* **EXCERPT PROVIDED**
::::::::::

I am fully aware that, upon first glance, this sounds absolutely disgusting. Beets, mint, AND hummus? That’s too much Sarah. In all honesty, I made this as an experiment. I had some extra ingredients in my fridge I didn’t want to waste and I figured, no harm no foul in some recipe development…even if it turns out terrible. To my surprise, this is one of the best dips I’ve ever had.

Thanks to the combination of hummus and pesto – you really get two recipes here. I made pasta with the leftover pesto and it was just as delicious as this dip. Truly, my jaw dropped when I tasted the pesto on its own – who knew beets and mint could be such a power packed combo. Speaking of power-packed, there are some incredible whole ingredients in this recipe that make it as nourishing as it is delicious.

I’m going to stop talking now so you can hurry up and make this pesto-laced hummus – you’ll be thanking me in a bout 15 minutes!

Vegan Garlic Hummus with a Mint Beet Pesto Swirl

What started as an experiment is now one of my most favorite dips. The best part of this recipe is that it's really two in one. You'll have leftover pesto to use in pasta for another easy meal!
Course Side Dish, Snack
Servings 4 cups


For the Pesto:

  • 2 small cooked beets I like the cooked beets you get get at the grocery store – typically these are small so I use two of them
  • 1/2 cup packed mint leaves
  • 1/2 cup slivered almonds walnuts work well too!

::::::::::

* **DATA LISTING**
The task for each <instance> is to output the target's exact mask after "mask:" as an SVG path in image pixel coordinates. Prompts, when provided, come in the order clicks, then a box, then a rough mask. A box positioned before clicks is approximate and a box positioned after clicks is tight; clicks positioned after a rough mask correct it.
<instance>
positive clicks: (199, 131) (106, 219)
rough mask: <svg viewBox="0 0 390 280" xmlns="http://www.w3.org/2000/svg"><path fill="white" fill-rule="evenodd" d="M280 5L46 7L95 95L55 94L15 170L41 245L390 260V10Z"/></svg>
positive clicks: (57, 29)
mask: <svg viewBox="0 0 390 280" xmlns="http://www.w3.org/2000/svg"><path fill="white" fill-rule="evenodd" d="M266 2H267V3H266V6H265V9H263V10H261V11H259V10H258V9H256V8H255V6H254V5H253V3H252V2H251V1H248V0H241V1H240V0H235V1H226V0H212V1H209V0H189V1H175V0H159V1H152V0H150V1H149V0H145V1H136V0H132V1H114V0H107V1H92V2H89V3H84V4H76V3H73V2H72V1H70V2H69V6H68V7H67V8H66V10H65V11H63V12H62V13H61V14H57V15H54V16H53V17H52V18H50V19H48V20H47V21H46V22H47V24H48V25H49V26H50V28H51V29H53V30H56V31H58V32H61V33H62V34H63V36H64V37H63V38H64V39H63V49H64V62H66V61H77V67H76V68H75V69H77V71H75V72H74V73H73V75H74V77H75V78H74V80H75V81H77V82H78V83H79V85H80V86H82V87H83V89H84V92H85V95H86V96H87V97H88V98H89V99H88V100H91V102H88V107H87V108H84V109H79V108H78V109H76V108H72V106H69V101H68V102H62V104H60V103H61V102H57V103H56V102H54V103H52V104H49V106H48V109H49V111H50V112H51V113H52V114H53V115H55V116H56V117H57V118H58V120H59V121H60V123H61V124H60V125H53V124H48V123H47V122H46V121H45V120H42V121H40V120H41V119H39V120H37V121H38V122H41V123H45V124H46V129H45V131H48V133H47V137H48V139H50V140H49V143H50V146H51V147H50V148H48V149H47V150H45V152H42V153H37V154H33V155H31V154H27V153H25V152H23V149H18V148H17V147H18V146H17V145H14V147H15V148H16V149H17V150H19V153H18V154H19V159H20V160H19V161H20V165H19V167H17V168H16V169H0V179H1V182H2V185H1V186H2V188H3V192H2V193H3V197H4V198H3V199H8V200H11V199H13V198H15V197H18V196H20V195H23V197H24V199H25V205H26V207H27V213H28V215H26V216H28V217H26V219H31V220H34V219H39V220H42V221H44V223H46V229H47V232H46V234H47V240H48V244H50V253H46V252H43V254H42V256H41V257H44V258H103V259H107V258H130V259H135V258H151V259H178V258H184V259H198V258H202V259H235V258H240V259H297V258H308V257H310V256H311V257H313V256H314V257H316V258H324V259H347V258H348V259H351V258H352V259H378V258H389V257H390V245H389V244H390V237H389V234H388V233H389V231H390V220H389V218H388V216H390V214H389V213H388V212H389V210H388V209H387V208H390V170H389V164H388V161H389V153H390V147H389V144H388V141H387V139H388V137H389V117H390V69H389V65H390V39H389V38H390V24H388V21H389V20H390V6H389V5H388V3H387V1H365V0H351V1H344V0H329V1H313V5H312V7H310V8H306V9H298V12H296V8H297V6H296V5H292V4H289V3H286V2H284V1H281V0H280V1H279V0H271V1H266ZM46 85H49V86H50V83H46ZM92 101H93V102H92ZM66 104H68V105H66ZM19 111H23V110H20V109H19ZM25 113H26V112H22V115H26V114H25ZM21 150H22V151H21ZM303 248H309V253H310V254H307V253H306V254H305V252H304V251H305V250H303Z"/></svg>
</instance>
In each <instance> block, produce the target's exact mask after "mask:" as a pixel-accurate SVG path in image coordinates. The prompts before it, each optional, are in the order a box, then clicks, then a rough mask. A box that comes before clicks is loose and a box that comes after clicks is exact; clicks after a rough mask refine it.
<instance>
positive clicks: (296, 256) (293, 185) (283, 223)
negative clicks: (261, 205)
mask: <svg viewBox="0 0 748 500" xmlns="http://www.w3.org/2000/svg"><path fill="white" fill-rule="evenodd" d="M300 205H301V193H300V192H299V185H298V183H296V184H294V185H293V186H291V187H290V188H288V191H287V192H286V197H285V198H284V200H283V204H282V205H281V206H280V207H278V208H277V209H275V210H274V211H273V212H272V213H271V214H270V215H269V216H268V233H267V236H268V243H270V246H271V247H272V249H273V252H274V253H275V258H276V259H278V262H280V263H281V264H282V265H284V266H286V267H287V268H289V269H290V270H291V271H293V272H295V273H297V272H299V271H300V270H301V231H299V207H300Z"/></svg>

::::::::::

* **DIRECTIONS FOR THIS TASK**
Could you duplicate the part of the beet hummus post starting at "What started as" and ending at "another easy meal!"? Work only from the beet hummus post, not the items.

* **SOLUTION FOR THIS PROBLEM**
What started as an experiment is now one of my most favorite dips. The best part of this recipe is that it's really two in one. You'll have leftover pesto to use in pasta for another easy meal!